International Journal of Geosciences
Vol.08 No.10(2017), Article ID:79856,6 pages
10.4236/ijg.2017.810070

Ion Exclusion at the Ice-Water Interface Differs from That at the Hydrate-Water Interface: Consequences for Methane Hydrate Exploration

P. W. Wilson1,2*, A. D. J. Haymet2

1Institute for Marine and Antarctic Science, University of Tasmania, Hobart, Australia

2Scripps Institution of Oceanography, University of California, San Diego, USA

Copyright © 2017 by authors and Scientific Research Publishing Inc.

This work is licensed under the Creative Commons Attribution International License (CC BY 4.0).

http://creativecommons.org/licenses/by/4.0/

Received: August 25, 2017; Accepted: October 23, 2017; Published: October 26, 2017

ABSTRACT

When water-ice grows into salt solutions ion species are excluded by the ice differentially due to non-identical solubility in the ice lattice. This causes an electrical potential across the interface during the ice growth process, initially named the Workman Reynolds Freezing Potential, and may be one of the causes for lightning. However, by measuring the voltage between the ice and water, we have found that when tetrahydrofuran hydrate crystals are grown into salt solutions all ion species are excluded equally and the potential does not manifest. When considered together, this marked difference in ion exclusion scenarios may have ramifications for hydrate exploration because of the chlorine anomaly, which is often used as an indicator of the presence of hydrate reserves.

Keywords:

Tetrahydrofuran Hydrate, Ion Exclusion, Chlorine Anomaly, Ice, Exploration

1. Introduction

It is estimated that about 90% of natural gas hydrate on Earth is methane hydrate, with potential quantities well above the level of carbon stored as fossil fuel. In some permafrost regions water-ice might also be expected to exist alongside, or perhaps not far above, the hydrates [1] . During hydrate explorations pore-water chlorine anomalies are often used to estimate gas hydrate volumes, with non-standard levels of Cl taken as an indicator of the presence of gas hydrates under the sea floor [2] [3] . The rationale for using Cl is based on the exclusion of salt from the hydrate crystal lattice during hydrate formation in the sediment and the respective fresh water release when decomposition is initiated during recovery. That is, the fresh water released has less Cl than would be found in normal sea water for that region. The connection between shallow water hydrates, where water-ice may also form in very cold regions of Earth and this chlorine anomaly is in need of further investigation, as we outline below.

★ ★ ★ ★

[THE TASKS]
1. Repeat the passage of the methane hydrate paper starting at "Copyright © 2017" and ending at "(CC BY 4.0).", word for word.
2. In the methane hydrate paper, about what percentage of natural gas hydrate on Earth is estimated to be methane hydrate?
3. Resume the methane hydrate paper from where it stops and write what follows.

★ ★ ★ ★

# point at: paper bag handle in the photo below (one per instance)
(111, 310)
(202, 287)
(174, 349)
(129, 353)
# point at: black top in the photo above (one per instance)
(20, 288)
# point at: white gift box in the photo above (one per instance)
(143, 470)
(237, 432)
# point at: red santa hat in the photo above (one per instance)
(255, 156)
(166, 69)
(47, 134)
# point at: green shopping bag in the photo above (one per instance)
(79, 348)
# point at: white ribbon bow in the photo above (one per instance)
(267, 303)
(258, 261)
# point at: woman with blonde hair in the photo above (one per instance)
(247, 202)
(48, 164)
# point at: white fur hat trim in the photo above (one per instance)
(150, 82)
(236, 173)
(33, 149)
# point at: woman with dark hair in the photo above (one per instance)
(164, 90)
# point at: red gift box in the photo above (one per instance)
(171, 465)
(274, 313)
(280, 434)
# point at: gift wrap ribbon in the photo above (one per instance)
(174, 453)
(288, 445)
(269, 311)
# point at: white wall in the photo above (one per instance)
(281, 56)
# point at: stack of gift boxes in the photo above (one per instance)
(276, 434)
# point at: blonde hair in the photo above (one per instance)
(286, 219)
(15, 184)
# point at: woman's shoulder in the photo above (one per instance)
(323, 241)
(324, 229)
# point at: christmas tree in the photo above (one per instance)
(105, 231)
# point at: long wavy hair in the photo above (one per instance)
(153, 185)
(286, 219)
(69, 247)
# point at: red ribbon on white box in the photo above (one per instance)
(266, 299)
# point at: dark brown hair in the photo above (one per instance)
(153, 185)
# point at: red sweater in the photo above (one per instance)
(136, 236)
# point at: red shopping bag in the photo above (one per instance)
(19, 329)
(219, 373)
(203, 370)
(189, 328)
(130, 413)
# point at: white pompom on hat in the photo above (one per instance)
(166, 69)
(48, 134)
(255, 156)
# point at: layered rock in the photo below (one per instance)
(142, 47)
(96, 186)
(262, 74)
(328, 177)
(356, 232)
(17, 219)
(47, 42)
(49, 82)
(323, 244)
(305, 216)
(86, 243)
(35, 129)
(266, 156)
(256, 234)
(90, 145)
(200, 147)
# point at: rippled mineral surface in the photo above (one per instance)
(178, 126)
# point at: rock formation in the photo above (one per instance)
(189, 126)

★ ★ ★ ★

[TASK RESPONSES]
1.
Copyright © 2017 by authors and Scientific Research Publishing Inc.

This work is licensed under the Creative Commons Attribution International License (CC BY 4.0).

2. About 90%.

3.
Hydrate exploration technologies are complicated and have many uncertainties. These Cl assumptions and rationale rely on the total exclusion of ions from the cages of water making up the hydrate structures during hydrate formation and this does appear to be the case. While in general there seems to be good agreement between Cl values changing and the actual presence of hydrates it must be noted now that the ion exclusion from hydrates and from water-ice are not the same. Full and equal ion exclusion during gas hydrate formation has always been (correctly) assumed [4] [5] , but if water-ice is growing in the region during the measurements, it may lead to an erroneous Cl interpretation. In the 0 - 25 m depth range of the sediment at the sea floor the Cl anomaly is typically found in the 280 to 350 mM range where a 40 mM drop in Cl is generally taken to indicate the presence of hydrates [3] [6] . In fact, much is inferred about potential hydrate reserves from measured Cl anomalies where even changes as little as 0.5 - 5 mM are thought to be significant [7] [8] . The results presented here, however, have implications in areas where fresh water-ice may also be growing near the hydrate at the time of the measurement or where water flushed from growing ice may find itself mixed with sea water in the hydrate region. Pressure precludes water-ice in deep water but off-ice shelves and in water reserves under permafrost there may exist regions where these findings become significant. Such an analysis is beyond the scope of this report.

In 1948, Workman and Reynolds [9] discovered that an electric charge separation occurs during freezing of (slightly) ionized water. Several workers have since shown that when dilute solutions of particular salts such as NaCl, KCl, and NH4Cl freeze relatively rapidly, a strong but transient potential difference of up to several hundred volts is established between the solid and liquid phases [10] [11] . This electric charge separation is commonly referred to as the Workman-Reynolds Effect, or Workman-Reynolds Freezing Potential (WRFP). We have recently repeated many of those measurements [4] [12] . Basically, we find with dilute aqueous solutions that measured voltages are sensitive to salt species, salt concentration, ice growth rate, ice crystal face, and the external load resistance of the measuring device [13] .

Our results, typical for a single growth rate of ice, grown as polycrystalline ice, are shown in Figure 1, where it can be seen that the measured voltage shows a maximum as a function of dilution, in this case for NaCl frozen at 16 µms−1 that maximum occurs at about 5 × 10−4 M. The positive voltage is produced because Na+ ions are excluded more efficiently from the ice lattice than Cl ions. It must be noted however that the voltage is transient and reduces to zero even before

Figure 1. Plot of Freezing Potential (WRFP) measured as a function of ion concentration for polycrystalline ice grown at 16 µms−1. Such voltages agree very well with all other published reports of the effect, where all reports, other than those of Haymet and Wilson, have also involved polycrystalline ice.

the growth of the ice is complete [12] , as ions within the ice are either neutralized or migrate back to the interface.

Here, we report the markedly different effect which is seen when hydrates of tetrahydrofuran are grown. Clearly THF hydrates are not methane and are not fully representative of hydrates formed at high pressure, but they are often used as a model system. A 17-water fully enclosed cage, for example, may not mimic the THF structure but nonetheless this effect, and its comparison to water-ice, is of interest and in need of further investigation (Figure 2).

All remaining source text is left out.